If a line in the records below contains the word "string", return that line.

*The records*
•••

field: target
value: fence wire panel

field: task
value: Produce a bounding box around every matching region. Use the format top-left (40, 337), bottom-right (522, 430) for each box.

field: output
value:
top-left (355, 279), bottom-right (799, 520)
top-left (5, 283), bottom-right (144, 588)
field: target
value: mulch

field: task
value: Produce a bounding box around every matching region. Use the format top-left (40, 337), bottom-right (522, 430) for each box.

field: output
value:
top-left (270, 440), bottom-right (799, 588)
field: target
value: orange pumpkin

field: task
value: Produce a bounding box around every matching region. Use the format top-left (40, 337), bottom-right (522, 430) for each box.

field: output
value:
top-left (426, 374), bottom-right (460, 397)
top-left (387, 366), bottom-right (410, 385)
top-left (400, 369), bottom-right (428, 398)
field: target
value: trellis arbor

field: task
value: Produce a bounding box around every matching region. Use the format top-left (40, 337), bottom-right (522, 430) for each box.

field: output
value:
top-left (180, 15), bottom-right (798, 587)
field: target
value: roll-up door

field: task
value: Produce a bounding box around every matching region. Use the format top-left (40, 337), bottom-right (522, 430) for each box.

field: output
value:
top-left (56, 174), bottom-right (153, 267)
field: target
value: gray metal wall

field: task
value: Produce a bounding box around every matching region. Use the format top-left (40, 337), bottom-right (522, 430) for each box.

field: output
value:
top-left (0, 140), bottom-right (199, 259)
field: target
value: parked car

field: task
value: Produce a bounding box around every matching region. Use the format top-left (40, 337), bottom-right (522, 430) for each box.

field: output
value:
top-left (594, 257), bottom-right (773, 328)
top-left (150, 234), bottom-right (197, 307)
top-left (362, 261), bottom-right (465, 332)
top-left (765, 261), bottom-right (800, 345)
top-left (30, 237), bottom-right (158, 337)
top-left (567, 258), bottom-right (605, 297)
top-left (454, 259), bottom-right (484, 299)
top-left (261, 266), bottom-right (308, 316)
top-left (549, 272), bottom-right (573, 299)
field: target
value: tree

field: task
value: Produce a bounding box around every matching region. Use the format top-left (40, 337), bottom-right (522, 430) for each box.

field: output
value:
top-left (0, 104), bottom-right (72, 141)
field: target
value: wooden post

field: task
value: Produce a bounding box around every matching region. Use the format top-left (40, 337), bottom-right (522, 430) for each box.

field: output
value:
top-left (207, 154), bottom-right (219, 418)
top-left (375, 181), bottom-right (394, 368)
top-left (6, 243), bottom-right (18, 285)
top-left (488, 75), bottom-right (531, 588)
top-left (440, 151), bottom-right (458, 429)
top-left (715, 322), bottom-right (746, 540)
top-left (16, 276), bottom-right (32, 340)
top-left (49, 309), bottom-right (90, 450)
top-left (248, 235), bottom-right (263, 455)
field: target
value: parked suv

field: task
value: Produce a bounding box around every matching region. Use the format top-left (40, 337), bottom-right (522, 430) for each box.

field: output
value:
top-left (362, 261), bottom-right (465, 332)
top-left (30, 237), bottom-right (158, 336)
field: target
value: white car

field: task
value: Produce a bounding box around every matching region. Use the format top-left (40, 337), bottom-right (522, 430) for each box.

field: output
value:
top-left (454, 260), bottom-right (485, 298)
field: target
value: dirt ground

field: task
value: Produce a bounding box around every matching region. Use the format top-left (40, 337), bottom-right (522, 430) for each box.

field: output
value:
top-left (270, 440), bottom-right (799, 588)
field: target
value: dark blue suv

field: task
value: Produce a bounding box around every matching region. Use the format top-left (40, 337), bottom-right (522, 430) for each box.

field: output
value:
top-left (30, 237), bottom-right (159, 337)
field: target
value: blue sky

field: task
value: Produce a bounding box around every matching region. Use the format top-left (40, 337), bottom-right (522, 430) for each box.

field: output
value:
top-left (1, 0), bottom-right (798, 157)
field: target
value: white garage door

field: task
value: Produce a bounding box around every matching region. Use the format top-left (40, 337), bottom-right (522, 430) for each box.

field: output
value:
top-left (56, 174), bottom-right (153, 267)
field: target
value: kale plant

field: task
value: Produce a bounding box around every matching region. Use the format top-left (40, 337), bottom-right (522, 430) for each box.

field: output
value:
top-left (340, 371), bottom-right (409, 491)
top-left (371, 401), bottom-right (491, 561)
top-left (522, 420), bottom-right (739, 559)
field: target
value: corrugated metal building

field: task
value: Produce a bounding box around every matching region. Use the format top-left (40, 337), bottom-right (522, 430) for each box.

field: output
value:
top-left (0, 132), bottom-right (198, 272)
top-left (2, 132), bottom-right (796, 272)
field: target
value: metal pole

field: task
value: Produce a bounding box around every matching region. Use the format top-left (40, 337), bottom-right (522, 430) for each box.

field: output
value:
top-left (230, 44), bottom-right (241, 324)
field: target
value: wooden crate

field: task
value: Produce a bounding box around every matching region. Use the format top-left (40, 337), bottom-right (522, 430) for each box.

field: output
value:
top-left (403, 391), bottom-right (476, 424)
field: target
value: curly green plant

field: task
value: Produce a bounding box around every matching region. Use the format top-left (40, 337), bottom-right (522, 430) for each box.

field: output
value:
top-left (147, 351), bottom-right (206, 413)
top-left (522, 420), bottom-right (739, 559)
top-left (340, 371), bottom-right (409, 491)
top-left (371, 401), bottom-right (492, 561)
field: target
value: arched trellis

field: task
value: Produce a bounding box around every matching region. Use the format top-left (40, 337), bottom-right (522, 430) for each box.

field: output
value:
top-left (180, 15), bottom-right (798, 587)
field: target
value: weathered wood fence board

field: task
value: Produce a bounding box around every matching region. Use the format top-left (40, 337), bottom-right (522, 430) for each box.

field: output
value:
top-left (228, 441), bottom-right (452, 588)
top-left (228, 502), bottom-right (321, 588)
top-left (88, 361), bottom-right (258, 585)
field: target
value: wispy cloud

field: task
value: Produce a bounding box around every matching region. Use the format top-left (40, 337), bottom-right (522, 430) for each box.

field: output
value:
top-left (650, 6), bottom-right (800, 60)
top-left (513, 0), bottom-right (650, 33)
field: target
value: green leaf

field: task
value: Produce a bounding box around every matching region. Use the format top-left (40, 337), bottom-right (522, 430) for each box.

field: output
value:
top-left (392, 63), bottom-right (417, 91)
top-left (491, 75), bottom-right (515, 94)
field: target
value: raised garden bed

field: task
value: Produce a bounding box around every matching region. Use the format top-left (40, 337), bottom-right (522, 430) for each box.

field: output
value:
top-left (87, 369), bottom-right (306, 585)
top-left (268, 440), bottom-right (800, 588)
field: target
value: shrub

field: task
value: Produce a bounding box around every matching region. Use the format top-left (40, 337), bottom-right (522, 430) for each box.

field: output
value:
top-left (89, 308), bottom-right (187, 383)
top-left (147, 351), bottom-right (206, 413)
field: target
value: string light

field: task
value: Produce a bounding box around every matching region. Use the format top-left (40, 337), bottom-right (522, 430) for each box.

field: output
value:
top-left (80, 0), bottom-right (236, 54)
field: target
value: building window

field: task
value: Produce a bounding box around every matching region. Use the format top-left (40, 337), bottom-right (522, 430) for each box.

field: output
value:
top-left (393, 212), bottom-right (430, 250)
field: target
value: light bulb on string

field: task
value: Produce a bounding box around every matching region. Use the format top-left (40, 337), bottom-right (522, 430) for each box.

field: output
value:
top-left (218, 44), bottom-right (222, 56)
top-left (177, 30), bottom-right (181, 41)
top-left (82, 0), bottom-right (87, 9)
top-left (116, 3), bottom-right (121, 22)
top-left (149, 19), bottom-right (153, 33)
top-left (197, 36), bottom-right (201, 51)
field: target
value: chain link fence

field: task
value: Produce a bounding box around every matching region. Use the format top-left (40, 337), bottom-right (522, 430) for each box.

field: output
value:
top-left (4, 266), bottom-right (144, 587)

•••

*Reply*
value: string light
value: light bulb on string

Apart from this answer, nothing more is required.